## Written instruction
Your task is to repeat, word for word, the line containing "Note: mark the man" and all lines that follow it to the end of the material, and no other lines.

**********

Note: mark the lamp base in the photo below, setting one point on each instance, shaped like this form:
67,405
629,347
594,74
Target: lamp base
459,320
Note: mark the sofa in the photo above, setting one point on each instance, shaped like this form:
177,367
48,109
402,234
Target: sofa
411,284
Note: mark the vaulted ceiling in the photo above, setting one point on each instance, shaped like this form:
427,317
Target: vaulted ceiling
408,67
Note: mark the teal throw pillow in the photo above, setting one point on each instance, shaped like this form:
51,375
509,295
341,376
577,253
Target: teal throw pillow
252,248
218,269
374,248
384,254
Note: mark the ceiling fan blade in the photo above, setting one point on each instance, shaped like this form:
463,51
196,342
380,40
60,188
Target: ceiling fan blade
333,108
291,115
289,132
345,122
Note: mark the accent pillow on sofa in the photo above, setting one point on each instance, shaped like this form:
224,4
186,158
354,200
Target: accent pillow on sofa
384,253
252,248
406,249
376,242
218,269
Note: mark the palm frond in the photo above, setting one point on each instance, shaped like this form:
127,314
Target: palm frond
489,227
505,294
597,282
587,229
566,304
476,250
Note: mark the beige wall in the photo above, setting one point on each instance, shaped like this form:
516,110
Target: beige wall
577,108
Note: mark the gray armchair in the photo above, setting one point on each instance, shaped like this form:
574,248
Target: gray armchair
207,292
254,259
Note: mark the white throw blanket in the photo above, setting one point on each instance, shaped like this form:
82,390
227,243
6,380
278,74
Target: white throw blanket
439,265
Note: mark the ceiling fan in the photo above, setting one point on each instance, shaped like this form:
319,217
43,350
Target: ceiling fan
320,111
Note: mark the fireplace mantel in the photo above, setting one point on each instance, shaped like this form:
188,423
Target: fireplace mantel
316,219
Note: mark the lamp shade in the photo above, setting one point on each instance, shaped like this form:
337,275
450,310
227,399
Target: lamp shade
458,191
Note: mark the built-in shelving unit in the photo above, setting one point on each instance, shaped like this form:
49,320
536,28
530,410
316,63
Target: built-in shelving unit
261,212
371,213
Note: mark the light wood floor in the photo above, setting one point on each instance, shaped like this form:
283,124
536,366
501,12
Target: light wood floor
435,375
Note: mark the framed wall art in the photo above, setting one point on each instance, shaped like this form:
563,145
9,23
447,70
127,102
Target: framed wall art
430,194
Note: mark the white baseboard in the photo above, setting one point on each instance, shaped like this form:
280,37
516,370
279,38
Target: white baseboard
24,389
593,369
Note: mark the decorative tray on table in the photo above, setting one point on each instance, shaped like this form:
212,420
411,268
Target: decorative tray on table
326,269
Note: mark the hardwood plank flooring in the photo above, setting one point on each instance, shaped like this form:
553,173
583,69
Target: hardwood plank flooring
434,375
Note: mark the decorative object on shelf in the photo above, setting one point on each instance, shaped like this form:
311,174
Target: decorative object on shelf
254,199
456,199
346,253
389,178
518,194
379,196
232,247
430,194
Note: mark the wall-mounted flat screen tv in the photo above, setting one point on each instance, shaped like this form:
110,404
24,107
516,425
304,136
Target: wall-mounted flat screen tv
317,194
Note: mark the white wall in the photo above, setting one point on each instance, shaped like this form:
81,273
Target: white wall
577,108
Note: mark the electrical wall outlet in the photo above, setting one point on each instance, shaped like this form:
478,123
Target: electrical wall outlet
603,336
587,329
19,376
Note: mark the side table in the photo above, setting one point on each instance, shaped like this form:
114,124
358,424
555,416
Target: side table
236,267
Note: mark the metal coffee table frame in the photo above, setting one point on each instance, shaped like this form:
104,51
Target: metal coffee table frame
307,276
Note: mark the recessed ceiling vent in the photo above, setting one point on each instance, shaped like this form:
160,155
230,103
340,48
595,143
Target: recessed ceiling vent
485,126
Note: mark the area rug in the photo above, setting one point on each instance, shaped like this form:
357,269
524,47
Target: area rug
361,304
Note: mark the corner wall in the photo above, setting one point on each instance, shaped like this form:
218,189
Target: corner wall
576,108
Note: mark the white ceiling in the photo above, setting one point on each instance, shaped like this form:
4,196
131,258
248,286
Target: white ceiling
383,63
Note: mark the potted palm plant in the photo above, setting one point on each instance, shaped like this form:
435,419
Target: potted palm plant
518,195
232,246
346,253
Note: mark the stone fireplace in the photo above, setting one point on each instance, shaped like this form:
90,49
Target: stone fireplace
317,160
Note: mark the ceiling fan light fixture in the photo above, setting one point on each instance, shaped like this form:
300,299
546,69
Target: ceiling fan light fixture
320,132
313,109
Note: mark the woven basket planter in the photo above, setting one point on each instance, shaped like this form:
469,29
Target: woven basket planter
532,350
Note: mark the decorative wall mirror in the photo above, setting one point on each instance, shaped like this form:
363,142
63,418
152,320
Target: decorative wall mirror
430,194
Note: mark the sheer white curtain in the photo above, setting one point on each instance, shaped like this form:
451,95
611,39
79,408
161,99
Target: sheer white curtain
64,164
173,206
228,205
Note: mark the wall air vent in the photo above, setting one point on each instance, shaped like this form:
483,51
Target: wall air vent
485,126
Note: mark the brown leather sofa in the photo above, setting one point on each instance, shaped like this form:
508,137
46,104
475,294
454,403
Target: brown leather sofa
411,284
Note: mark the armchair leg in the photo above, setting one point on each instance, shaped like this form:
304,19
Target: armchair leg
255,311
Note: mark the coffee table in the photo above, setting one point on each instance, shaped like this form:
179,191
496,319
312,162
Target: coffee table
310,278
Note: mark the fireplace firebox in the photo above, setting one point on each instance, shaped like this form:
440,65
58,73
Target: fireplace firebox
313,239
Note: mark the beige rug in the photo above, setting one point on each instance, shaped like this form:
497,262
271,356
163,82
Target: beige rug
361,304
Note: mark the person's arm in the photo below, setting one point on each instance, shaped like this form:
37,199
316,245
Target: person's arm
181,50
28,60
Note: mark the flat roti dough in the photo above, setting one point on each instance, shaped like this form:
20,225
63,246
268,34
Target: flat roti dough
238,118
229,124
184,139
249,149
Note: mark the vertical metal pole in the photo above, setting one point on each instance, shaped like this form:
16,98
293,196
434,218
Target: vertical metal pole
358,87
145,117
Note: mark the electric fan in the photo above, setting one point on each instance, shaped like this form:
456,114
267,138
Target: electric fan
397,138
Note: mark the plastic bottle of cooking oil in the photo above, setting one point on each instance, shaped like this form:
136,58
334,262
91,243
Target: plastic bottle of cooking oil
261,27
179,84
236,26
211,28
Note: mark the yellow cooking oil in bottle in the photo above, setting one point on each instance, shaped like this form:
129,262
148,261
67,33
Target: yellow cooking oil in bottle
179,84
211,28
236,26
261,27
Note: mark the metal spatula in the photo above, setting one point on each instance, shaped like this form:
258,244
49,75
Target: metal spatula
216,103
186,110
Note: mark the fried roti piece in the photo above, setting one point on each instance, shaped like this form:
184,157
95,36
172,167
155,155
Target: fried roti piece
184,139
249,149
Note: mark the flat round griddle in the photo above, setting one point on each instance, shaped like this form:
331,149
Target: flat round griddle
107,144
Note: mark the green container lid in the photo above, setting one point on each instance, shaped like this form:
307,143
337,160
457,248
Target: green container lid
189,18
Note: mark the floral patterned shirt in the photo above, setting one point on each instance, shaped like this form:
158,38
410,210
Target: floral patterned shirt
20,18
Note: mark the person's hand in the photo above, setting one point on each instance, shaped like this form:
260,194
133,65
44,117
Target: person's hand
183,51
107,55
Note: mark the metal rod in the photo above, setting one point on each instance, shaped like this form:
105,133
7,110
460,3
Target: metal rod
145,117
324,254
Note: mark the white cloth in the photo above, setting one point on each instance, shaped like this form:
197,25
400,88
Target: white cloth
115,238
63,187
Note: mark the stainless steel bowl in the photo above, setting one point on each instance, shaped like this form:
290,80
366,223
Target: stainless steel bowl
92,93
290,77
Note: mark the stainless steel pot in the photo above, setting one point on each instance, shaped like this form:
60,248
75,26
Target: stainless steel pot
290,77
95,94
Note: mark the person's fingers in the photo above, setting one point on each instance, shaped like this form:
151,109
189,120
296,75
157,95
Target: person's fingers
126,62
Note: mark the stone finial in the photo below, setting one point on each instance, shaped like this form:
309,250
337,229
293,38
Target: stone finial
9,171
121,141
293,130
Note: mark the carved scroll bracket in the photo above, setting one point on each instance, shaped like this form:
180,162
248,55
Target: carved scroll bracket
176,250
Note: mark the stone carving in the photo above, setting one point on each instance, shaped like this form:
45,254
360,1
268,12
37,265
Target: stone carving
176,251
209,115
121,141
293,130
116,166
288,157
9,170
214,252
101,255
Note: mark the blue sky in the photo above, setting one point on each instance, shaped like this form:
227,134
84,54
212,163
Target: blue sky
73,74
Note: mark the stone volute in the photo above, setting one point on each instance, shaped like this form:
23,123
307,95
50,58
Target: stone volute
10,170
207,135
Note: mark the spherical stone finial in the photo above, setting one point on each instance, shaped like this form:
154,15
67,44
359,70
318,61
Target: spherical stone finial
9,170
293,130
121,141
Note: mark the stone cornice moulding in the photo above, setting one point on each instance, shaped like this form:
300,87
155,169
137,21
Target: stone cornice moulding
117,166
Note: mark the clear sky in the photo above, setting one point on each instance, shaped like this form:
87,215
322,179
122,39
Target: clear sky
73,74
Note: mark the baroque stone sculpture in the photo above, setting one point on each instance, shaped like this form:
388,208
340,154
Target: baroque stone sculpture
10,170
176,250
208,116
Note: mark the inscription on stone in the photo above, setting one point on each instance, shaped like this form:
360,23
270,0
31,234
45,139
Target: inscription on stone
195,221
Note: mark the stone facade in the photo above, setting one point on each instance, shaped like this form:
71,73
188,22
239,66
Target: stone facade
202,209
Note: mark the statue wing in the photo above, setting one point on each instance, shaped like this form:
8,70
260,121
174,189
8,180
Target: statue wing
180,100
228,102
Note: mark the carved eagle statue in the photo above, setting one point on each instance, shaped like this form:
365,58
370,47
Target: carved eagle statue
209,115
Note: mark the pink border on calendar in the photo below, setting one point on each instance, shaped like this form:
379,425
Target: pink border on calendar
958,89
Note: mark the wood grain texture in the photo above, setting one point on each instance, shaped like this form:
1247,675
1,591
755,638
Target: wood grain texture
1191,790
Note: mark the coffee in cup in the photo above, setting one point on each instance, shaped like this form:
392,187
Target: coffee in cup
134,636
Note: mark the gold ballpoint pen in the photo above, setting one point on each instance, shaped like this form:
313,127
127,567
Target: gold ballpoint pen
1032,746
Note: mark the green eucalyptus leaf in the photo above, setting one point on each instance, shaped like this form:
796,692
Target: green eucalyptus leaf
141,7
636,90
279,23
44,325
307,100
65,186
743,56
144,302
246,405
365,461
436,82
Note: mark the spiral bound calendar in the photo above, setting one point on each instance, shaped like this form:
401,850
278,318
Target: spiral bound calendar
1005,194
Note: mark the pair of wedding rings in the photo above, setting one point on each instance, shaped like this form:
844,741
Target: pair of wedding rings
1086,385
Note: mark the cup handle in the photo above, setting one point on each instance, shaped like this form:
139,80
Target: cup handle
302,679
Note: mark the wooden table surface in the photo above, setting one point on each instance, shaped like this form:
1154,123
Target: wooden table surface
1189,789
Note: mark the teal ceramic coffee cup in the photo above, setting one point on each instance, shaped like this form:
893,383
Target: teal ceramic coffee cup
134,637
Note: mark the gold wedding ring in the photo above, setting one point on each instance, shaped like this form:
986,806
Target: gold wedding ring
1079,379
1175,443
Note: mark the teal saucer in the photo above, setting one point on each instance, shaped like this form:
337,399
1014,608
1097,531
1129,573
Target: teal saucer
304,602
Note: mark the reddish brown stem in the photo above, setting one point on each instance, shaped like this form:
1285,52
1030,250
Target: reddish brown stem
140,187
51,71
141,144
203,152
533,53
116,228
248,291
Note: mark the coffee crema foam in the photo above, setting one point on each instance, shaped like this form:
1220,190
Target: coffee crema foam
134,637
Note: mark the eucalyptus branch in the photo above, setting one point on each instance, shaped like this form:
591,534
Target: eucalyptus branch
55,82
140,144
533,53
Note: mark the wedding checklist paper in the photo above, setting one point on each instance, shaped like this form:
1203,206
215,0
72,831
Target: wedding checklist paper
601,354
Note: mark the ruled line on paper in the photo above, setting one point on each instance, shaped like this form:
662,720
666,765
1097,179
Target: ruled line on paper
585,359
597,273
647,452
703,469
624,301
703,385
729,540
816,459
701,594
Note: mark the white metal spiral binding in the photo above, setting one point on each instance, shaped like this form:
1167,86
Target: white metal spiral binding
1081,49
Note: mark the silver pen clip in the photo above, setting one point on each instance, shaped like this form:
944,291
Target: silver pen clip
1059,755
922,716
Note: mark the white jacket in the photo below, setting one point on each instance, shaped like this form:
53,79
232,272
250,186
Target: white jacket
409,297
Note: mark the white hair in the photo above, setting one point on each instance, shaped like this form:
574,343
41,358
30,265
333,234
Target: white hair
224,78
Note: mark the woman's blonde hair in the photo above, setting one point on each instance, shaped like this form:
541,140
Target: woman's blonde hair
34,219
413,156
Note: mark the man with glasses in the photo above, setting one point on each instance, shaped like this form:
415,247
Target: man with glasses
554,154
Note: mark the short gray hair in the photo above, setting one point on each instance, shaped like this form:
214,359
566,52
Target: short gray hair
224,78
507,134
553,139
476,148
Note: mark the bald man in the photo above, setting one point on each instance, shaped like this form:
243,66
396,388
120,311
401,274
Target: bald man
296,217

**********

## Output of the task
Note: mark the man with glasses in the photo above, setting one point on each instance, shaped like this form:
415,247
Target: man with glasses
554,154
Note: mark the short gray hair in the photo above, setting one point on each instance, shaped like this form:
214,359
566,52
Target: short gray hair
224,78
507,134
553,139
476,148
Note: mark the bald man in the photo above, setting one point on each instance, shaped like this form:
243,66
396,388
120,311
401,274
Target: bald man
296,217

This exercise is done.